● Aim of the task
Reproduce, word for word, the stretch of the Reunification Palace blog post from "Jan 1, 13 at" through "of the palace.".

● Page extract
Saigon Stories – Reunification Palace

Jan 1, 13 at 12:59 am

It was yet another day in Saigon, and we actually requested to visit another landmark in Saigon, the Reunification Palace. I won’t tell much about the history as I am more interested in showing you the interior of the palace.

Reunification Palace (Vietnamese: Dinh Thống Nhất) formerly known as Independence Palace (Dinh Độc Lập), built on the site of the former Norodom Palace, is a landmark in Ho Chi Minh City, Vietnam. It was designed by architect Ngô Viết Thụ and was the home and workplace of the President of South Vietnam during the Vietnam War. It was the site of the end of the Vietnam War during the Fall of Saigon on April 30, 1975, when a North Vietnamese Army tank crashed through its gates.

Source: Wikipedia

We started off from the main compound and from there, it looks grand.

Reunification Palace

The guide then ushered us to the main entrance, and immediately we were brought to the main conference/discussion room.

Reunification Palace

I love the high ceiling. It makes the room classy and big.

Reunification Palace

I guess the above is dining hall for the VIPs. I think back to the olden days, the dining hall must be far more decorated than it is now.

Reunification Palace

This is actually the control room judging from the huge map and the array of telephones.

Reunification Palace

The president’s office, the place where the president hangs out the most. 🙂

Reunification Palace

This is actually another room next to the president’s office.

Reunification Palace

Don’t you just love the elegant furniture?

Reunification Palace

Tea room perhaps?

Reunification Palace

The palace is actually four stories high. The first two floors are for meeting and dining and they are usually for the VIPs. The next two floors are the actual working area for the president.

● Data provided
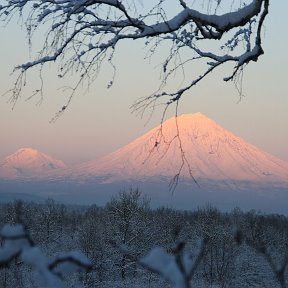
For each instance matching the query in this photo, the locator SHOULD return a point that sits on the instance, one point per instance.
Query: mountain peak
(28, 162)
(210, 152)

● Exercise result
Jan 1, 13 at 12:59 am

It was yet another day in Saigon, and we actually requested to visit another landmark in Saigon, the Reunification Palace. I won’t tell much about the history as I am more interested in showing you the interior of the palace.